**Consignes de l'exercice:**
1. Dans le texte sur le repeuplement des mers, quelle espèce a été choisie pour la tentative menée à Gloucester ?
2. Rédigez la suite du texte sur le repeuplement des mers, en reprenant après sa dernière phrase.

Du moment où l’on pouvait pratiquer la pisciculture d’une espèce marine, il y avait tout lieu de penser pouvoir réussir avec d’autres espèces, même celles qui se reproduisent dans la mer au lieu de remonter les fleuves, et, malgré les critiques rappelées plus haut, malgré le ridicule que l’on essaya, de divers côtés, de jeter sur la tentative de repeupler les mers, la tentative fut faite.

C’est aux États-Unis, dans le petit port de Gloucester, qu’elle fut réalisée, et l’espèce dont on fit choix fut la morue

Mais une objection se présente dès l’abord.

Quand un propriétaire d’étang ou de lac s’avise d’acheter quelques centaines ou milliers d’alevins, pour les introduire dans son domaine aquatique, ou quand il se fait envoyer des œufs fécondés, quand il pratique la pisciculture en un mot, nul ne trouve son acte déraisonnable. Voilà de l’eau où des poissons pourraient vivre : la nourriture et l’espace s’y trouvent : la nature a jugé à propos de ne point peupler ces eaux, ou bien l’homme les a imprudemment dévastées. Dans ces conditions, il n’est pas téméraire de prétendre corriger la nature — ou l’homme — et de tenter le repeuplement. Très vraisemblablement, en effet, les jeunes poissons introduits de façon artificielle se développeront, engendreront progéniture, et les eaux, jusque-là stériles, deviendront fécondes. Si elles deviennent telles, en tout cas, l’intérêt de la tentative est évident ; celui qui en aura pris la peine en recueillera les bénéfices : ses « élèves » ne sauraient lui échapper.

**Lignes extraites:**
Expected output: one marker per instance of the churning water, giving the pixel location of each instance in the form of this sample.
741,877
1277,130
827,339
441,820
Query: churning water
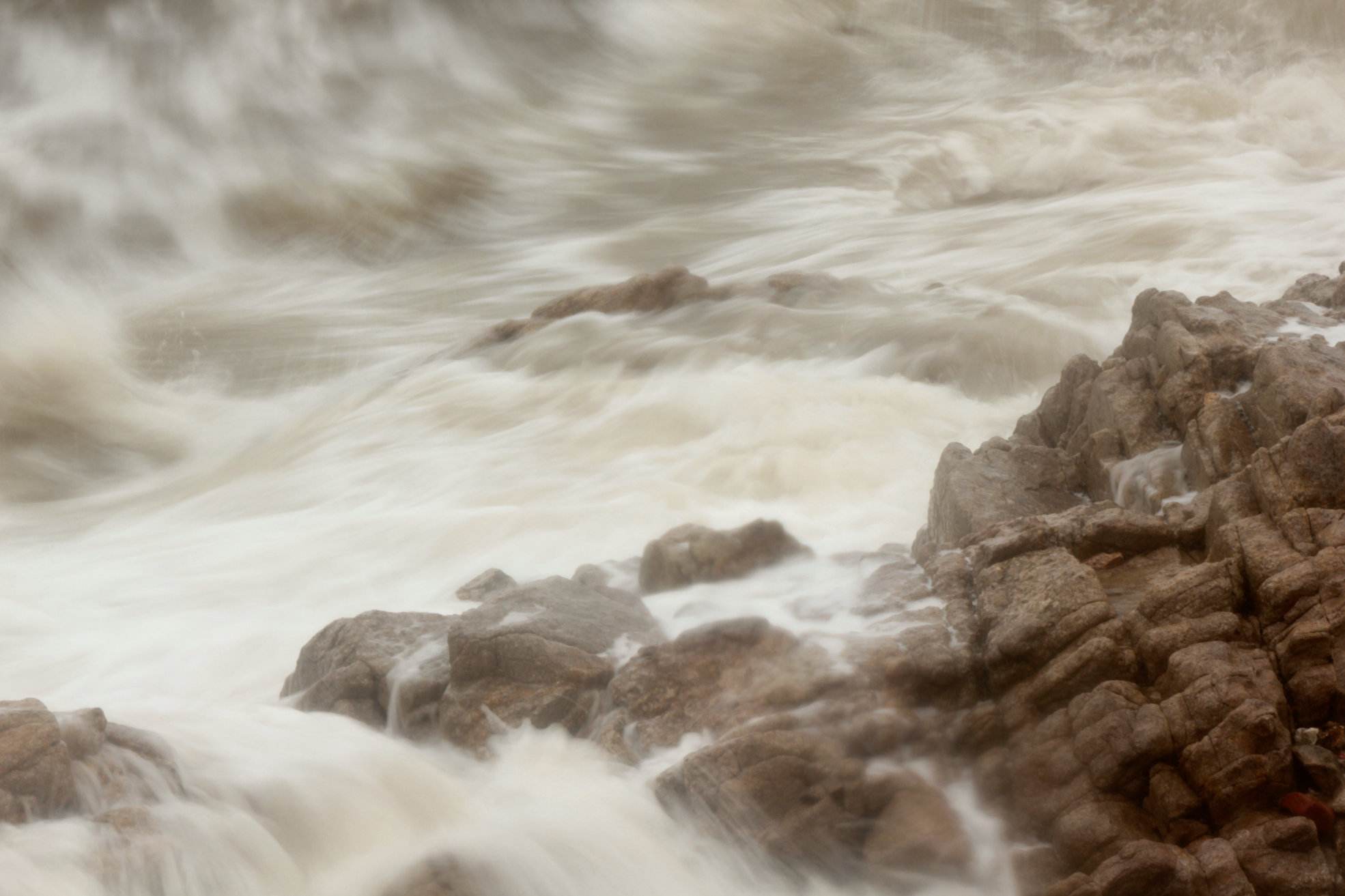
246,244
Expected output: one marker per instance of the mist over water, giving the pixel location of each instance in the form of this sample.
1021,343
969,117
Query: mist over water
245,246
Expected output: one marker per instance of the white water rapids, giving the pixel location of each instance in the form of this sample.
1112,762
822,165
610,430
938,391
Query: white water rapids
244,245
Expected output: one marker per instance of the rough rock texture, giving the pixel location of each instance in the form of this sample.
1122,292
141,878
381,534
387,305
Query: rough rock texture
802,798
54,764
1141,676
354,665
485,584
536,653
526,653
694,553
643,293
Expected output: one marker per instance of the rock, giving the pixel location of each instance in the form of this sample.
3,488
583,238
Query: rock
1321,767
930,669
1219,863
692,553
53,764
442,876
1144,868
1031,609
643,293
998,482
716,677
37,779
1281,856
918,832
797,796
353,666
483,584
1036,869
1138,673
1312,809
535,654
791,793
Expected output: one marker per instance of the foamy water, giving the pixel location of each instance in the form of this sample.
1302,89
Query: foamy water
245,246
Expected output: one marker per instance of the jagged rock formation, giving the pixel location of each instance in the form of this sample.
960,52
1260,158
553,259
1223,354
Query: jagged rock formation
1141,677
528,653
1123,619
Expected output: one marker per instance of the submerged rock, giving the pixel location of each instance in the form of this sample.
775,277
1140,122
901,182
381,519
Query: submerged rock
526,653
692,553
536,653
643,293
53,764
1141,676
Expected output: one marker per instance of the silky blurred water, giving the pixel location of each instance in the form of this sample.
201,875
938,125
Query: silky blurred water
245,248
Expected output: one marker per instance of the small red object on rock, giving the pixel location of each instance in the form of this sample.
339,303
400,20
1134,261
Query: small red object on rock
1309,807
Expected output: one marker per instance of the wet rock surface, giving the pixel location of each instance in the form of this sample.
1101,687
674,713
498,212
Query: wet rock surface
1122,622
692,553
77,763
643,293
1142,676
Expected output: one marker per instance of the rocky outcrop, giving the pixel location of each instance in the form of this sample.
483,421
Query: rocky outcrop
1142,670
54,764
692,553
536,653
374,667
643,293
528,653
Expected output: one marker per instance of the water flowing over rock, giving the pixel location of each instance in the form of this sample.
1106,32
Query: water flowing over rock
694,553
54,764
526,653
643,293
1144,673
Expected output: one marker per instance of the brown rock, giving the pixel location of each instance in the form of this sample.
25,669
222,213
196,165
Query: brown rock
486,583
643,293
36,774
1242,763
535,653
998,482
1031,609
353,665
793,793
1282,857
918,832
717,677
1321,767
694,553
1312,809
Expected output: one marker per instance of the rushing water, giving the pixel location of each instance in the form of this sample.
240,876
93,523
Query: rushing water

**Réponses par consigne:**
1. La morue.

2.
En va-t-il de même dans l’Océan ? Est-il raisonnable de penser que, même en procédant en grand, le repeuplement d’une côte, qui a quelques centaines ou milliers de kilomètres de développement, peut avoir des effets réels ? Que les alevins mis en mer sur la côte du Massachusetts, par exemple, resteront dans ces parages, et reviendront, avec obéissance, se faire prendre à la belle saison ?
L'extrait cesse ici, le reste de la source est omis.